WRITTEN INSTRUCTION 1
In the forum thread about the wpa_gui display error, translate this sentence into Spanish: "Your $DISPLAY appears to be unset, so the GUI program has no information about where to display its window."
WRITTEN INSTRUCTION 2
Reproduce the forum thread about the wpa_gui display error from "EDIT: From further" up to and including "the kernel first.".

PASSAGE SHOWN
---+---

There is no need to post any of those here.

----------

## dchoi2464

Thank you for your quickly reply. I originally ran wpa_gui as root but I read somewhere on the forum that GUI may not work for root user. So I tried again with a user that wasn’t the root user, but still got the same result. I ran xmessage ok for both users and got the same result for both

 *Quote:*   

> Error: Can’t open display:

 

----------

## Hu

Your $DISPLAY appears to be unset, so the GUI program has no information about where to display its window.  How was this terminal started?  What terminal emulator is it?

----------

## dchoi2464

 *dchoi2464 wrote:*   

> Thank you for your quickly reply. I originally ran wpa_gui as root but I read somewhere on the forum that GUI may not work for root user. So I tried again with a user that wasn’t the root user, but still got the same result. I ran xmessage ok for both users and got the same result for both
> 
>  *Quote:*   Error: Can’t open display: 

 

EDIT: From further research, it seems that I haven’t correctly configured my kernel for my laptop which has an integrated Intel graphics card and an NVIDIA graphics card. I will try reconfiguring the kernel first.

----------

## cboldt

Never crossed my mind that perhaps the attempt was being run from console, not from what I'll call an X11 environment, that is some window manager, or desk manager, etc.

I dropped into a regular tty, ran `wpa_gui`, and got EXACTLY the same error.

I suspect the poster isn't yet in a GUI environment.

----------

## dchoi2464

 *cboldt wrote:*   

> I suspect the poster isn't yet in a GUI environment.

 

This was exactly the issue. I was confused as the wiki page didn't mention anything about having to be in a GUI environment; however, in hindsight, it seems rather obvious. 

Thank you for all the help!

----------

## Hu

Although uncommonly used, one of the odd features of X11 is that you can run a GUI program from the Linux text console, [u]if[/i] you have a GUI server running somewhere else and instruct the program how to find and display itself there.  You will need to go to the GUI server to interact with it.  This could be useful if the GUI server is running on a different machine, and you need the program to act on the machine where it runs, but display elsewhere because the GUI system has a browser, or a nicer keyboard, or even just that you don't have a working GUI on one system yet.

----------

---+---

SOURCE EXCERPT
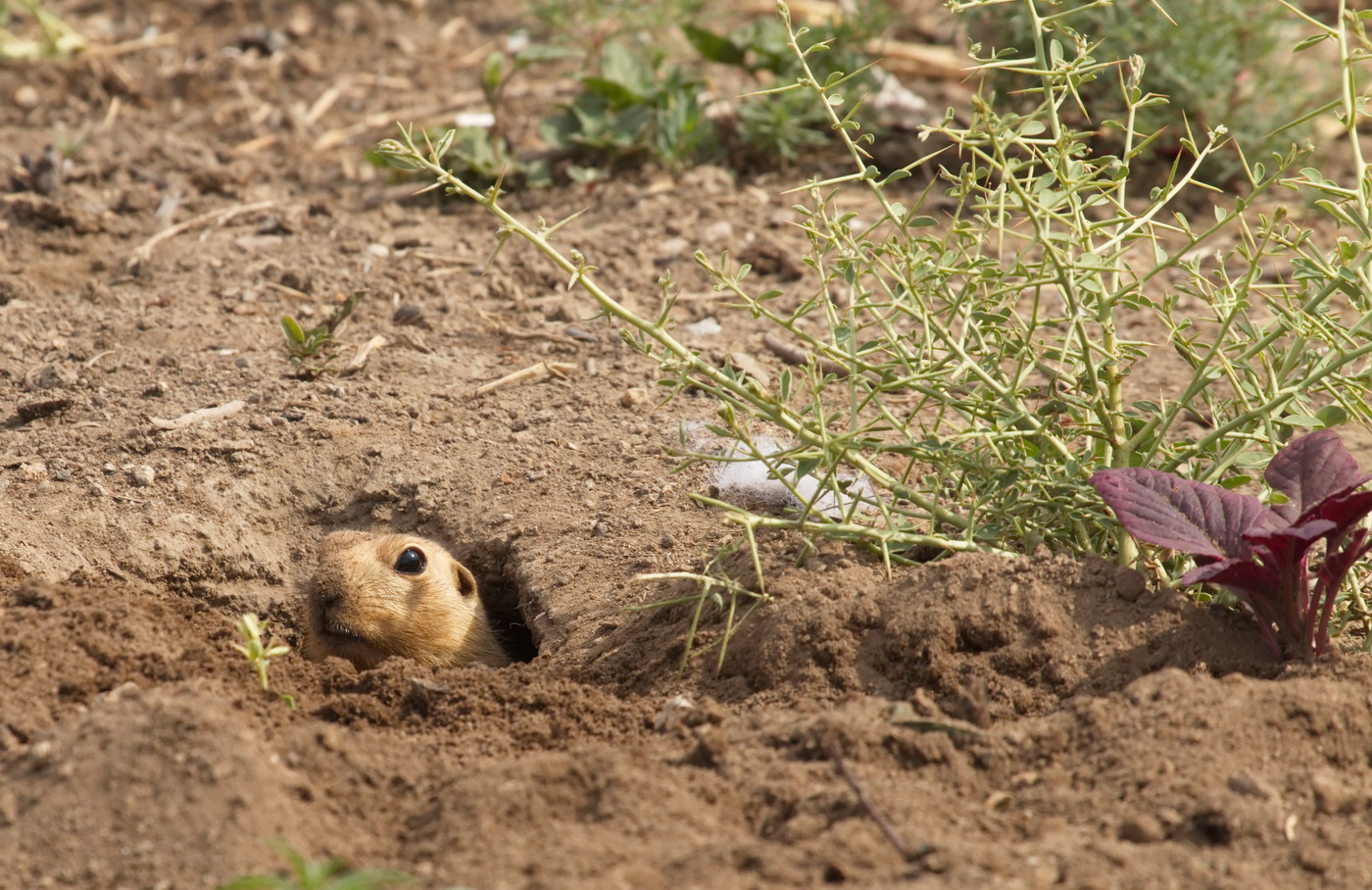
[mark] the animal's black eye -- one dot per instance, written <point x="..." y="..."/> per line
<point x="412" y="561"/>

---+---

WRITTEN REPLY 1
Tu $DISPLAY parece no estar definida, así que el programa con interfaz gráfica no tiene información sobre dónde mostrar su ventana.

WRITTEN REPLY 2
EDIT: From further research, it seems that I haven’t correctly configured my kernel for my laptop which has an integrated Intel graphics card and an NVIDIA graphics card. I will try reconfiguring the kernel first.